→ **Objective 1**
In the records, update the stretch from the line containing "Dear assistant, the user would like the smiling face" through the line containing "[282,94,304,117]" by replacing "blazer sleeve" with "jacket sleeve". Leave everything else unchanged.
+++
Green Cotton: Renewed, Refreshed, Restyled!

Welcome!

Green Cotton is returning after a summer-long hiatus. We have missed reporting on the eco-apparel industry and sharing our ideas and insights with you. We hope you will welcome us back to the blogging world and check back regularly for all-new content. As always, we will be reporting on the latest initiatives when it comes to all things green, taking a particular interest in eco-friendly, organic and sustainable fabrics and products. Over the next few weeks, we will also take a look back at some of our past posts (we’ve covered everything from cotton, tencel, bamboo, hemp, soy and jute to Fashion Week runway reports) as we look ahead to the exciting future of eco-fashion.

As you well may know, the world of eco-fashion has come a long way since Green Cotton started up three years ago. Now, eco-items are becoming much more commonplace. The phrase “green fashion” is no longer used as an oxymoron. Big box stores carry “organic” clothing lines (or so they say; we’ve expressed our doubts over this occurrence before, on account of the actual cost of authentic, certified organic fabrics– see our examination of Loomstate for Target). More and more independent designers are opting to use organic or recycled fabrics (Kelly Lane, whose on-trend pieces sell at Jute & Jackfruit, is one favorite example). Mainstream fashion magazines are featuring more “eco” items (see People Style Watch’s monthly “Easy Eco” column). And you no longer have to search far and wide for the perfect pair of eco-friendly and/or organic, recycled, vegan and, yes, trendy pair of shoes– one glimpse of eco-chic brands Mohop and NeuAura, and you will never again think that “green” footwear equals “crunchy,” “hippie” or “Woodstock” (unless, you know, that’s what you’re going for).
+++
→ **Objective 2**
Translate this sentence from the blog post on eco-fashion into Spanish: "Now, eco-items are becoming much more commonplace."

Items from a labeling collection
+++
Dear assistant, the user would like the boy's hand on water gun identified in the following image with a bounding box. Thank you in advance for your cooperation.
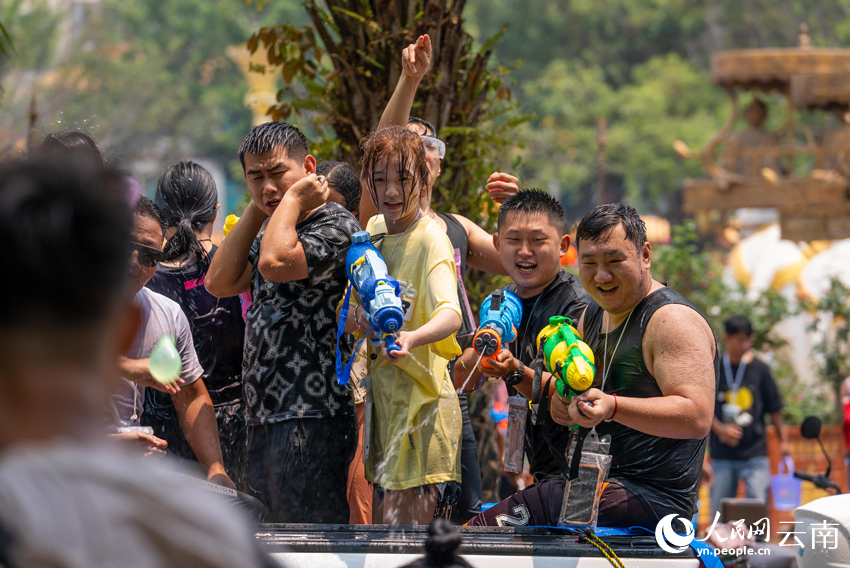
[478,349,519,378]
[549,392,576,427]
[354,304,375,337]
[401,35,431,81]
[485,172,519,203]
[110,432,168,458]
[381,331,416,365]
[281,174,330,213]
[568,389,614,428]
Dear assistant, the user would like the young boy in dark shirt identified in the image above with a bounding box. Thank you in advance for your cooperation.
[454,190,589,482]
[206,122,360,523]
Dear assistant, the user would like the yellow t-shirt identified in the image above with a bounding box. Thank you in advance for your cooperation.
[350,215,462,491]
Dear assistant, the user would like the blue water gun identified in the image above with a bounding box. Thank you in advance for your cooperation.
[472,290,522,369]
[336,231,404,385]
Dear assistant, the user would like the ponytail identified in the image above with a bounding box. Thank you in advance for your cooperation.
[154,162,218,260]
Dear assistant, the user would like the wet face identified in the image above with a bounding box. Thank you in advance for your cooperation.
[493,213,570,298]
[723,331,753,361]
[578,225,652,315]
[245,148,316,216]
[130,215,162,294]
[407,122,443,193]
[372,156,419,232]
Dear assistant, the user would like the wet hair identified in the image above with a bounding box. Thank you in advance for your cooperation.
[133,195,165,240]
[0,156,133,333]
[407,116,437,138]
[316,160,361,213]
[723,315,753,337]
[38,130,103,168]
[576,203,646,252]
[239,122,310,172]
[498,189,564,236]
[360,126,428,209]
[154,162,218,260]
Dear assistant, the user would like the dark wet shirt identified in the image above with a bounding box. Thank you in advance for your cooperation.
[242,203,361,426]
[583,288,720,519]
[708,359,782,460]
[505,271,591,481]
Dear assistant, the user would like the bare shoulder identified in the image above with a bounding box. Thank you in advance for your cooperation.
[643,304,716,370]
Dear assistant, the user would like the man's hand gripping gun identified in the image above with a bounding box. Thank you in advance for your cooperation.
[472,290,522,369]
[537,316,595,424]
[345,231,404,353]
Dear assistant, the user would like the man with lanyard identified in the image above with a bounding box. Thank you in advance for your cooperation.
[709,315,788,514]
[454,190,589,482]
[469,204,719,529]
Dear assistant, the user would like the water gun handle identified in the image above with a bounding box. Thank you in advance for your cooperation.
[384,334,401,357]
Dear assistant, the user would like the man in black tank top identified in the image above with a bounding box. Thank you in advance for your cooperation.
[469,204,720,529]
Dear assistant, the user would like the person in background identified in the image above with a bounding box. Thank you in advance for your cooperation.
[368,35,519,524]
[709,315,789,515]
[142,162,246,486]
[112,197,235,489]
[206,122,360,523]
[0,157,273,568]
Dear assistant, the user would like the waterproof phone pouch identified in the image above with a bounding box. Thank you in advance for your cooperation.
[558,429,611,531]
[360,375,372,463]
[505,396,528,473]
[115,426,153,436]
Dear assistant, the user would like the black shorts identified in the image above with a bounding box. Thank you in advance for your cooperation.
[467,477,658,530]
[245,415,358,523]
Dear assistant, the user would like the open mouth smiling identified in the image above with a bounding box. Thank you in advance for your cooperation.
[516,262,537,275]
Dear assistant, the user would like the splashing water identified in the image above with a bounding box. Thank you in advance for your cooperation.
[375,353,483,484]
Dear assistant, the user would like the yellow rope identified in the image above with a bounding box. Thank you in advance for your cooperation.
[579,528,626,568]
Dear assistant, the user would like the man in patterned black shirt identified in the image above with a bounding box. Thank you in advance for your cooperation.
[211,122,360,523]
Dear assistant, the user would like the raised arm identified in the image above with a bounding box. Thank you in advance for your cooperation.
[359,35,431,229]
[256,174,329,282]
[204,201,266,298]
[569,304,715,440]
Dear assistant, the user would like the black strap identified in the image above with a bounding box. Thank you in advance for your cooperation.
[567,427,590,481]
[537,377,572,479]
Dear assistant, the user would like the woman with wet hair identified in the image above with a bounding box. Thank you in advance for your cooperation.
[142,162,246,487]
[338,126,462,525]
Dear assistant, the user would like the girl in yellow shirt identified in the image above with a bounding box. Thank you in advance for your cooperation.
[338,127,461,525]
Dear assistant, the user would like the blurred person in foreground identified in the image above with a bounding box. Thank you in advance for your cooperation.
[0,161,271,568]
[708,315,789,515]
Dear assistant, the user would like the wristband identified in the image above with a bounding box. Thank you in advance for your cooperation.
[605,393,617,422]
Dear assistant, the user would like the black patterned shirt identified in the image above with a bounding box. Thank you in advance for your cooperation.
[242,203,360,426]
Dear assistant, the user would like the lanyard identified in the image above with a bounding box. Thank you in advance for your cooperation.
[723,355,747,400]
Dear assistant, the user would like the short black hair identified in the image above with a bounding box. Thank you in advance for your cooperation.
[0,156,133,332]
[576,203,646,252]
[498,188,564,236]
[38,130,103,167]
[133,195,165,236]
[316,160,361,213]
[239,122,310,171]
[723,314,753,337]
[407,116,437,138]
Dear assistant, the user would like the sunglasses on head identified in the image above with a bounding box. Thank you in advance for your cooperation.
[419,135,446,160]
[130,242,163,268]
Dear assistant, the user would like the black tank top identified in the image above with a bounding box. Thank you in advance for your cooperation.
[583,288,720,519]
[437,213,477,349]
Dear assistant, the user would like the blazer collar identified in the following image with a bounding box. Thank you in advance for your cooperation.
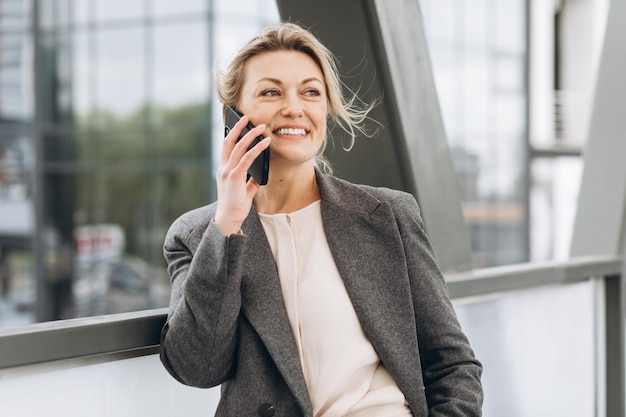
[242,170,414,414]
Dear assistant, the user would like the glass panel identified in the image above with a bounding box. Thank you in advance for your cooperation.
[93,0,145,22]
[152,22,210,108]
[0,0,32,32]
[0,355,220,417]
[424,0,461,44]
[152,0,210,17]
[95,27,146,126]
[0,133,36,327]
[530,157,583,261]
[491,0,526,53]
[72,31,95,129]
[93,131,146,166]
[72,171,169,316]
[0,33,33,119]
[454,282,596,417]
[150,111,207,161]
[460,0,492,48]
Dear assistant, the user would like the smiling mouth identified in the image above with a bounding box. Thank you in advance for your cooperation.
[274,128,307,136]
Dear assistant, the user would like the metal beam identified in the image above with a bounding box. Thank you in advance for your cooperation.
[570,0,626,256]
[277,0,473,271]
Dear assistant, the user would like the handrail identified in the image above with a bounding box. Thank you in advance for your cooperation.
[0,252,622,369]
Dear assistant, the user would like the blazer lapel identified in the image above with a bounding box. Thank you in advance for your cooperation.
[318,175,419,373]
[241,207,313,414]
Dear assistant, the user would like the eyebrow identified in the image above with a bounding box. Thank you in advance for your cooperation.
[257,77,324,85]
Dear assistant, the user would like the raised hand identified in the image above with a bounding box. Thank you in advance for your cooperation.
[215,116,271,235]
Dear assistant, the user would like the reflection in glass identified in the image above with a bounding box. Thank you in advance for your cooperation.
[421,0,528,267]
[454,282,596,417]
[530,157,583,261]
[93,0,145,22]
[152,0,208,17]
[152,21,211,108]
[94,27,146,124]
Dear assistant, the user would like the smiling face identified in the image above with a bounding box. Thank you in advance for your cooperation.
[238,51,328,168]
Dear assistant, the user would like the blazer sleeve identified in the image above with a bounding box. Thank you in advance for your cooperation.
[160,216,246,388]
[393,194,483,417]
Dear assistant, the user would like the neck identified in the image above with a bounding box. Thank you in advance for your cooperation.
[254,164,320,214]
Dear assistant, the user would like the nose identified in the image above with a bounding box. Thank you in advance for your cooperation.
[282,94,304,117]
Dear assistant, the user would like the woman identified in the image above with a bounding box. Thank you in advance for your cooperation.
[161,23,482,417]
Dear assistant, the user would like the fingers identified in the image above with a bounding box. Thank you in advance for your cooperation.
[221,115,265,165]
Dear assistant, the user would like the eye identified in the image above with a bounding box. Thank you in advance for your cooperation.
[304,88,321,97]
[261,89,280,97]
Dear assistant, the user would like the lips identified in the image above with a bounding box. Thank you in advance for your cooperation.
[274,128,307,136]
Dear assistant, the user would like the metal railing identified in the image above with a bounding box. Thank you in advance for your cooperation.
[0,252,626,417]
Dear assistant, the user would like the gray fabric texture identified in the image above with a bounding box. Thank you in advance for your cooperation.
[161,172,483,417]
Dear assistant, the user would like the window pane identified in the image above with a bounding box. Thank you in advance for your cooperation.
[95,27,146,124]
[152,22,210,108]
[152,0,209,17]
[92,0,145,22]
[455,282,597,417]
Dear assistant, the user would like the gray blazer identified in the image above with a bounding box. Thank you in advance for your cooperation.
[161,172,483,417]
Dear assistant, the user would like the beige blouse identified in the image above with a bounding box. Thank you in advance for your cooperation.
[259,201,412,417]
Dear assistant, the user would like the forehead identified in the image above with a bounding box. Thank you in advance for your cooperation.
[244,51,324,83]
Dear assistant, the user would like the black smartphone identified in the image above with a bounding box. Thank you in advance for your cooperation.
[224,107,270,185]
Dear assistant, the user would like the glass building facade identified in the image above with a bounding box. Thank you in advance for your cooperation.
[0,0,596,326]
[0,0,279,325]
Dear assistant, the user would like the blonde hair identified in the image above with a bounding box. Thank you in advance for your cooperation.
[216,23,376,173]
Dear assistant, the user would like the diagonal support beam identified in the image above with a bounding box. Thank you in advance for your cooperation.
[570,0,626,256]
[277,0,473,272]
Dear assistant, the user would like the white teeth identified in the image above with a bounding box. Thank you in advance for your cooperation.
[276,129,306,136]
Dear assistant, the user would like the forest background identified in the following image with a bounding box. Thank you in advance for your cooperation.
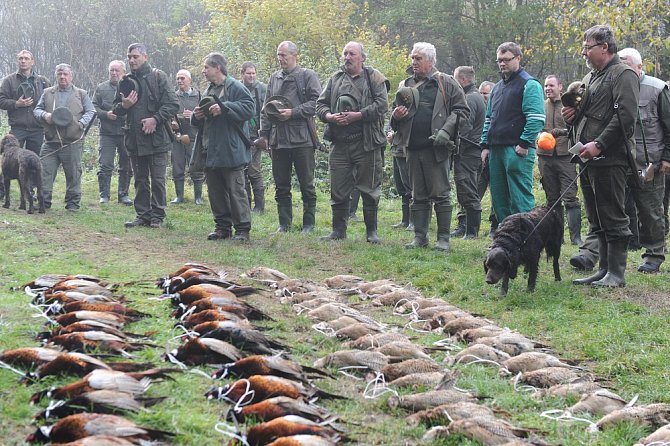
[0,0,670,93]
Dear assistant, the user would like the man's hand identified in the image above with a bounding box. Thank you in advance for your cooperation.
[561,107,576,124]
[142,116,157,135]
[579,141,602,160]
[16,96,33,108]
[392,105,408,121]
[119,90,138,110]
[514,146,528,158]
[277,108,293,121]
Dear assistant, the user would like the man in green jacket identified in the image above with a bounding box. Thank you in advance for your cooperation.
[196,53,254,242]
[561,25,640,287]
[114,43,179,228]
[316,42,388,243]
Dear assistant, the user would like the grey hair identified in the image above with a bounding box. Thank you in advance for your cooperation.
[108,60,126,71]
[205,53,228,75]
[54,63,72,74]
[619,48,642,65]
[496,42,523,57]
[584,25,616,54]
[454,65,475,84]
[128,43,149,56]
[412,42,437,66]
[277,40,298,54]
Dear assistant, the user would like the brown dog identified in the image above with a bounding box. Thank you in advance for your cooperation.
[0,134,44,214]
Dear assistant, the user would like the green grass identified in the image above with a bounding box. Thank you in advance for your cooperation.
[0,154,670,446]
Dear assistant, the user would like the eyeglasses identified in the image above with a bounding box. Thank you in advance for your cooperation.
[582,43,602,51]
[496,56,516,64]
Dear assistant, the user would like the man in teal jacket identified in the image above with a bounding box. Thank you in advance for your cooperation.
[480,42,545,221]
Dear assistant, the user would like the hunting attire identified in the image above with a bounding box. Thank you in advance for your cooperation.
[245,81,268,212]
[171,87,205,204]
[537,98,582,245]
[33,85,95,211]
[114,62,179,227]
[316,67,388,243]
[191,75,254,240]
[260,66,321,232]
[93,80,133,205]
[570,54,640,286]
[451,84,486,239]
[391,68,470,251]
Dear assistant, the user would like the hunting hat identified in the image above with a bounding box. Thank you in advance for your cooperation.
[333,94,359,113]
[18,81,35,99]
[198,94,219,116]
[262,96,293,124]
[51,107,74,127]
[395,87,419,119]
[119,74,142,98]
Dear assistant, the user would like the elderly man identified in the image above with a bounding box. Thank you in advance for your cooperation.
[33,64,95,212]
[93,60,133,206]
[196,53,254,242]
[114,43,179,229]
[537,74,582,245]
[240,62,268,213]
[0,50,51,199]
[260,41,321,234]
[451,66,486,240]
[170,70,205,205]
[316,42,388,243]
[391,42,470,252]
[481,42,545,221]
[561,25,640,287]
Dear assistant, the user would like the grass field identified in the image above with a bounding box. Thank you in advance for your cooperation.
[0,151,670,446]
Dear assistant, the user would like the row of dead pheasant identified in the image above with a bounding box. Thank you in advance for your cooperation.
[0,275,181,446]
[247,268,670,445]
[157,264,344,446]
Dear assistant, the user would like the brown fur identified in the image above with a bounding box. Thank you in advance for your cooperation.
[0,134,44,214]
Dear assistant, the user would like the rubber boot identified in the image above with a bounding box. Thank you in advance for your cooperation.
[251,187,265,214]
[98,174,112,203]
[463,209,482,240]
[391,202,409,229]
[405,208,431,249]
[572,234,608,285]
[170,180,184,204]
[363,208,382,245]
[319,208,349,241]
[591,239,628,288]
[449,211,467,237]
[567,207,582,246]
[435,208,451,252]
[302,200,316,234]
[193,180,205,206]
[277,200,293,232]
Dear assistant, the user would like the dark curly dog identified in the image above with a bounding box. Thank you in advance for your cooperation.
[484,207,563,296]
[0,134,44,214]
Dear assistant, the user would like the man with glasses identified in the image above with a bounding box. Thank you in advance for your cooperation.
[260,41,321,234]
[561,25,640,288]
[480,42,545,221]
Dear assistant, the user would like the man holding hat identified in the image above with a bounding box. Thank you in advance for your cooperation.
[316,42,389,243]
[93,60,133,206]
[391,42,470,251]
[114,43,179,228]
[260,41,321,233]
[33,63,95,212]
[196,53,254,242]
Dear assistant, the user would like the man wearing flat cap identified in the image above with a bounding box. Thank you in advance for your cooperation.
+++
→ **Answer 1**
Dear assistant, the user would like the smiling face identified in the image above with a bounding box. Thank you in advance for your cooperation.
[238,51,328,168]
Dear assistant, the user would like the jacket sleeve identified in the image above with a bounding box. Thank you in advance for your cooperation.
[160,216,246,388]
[393,194,483,417]
Dear assistant, the user would like the neck identified in the image above with a bounding box. Thank you in advance for your cooperation.
[254,164,320,214]
Dear assistant, the user would like the nose identified in the image above with a bounding box. Thank you in advance for your cooperation.
[282,94,304,117]

→ **Answer 2**
Ahora, los artículos ecológicos son cada vez más comunes.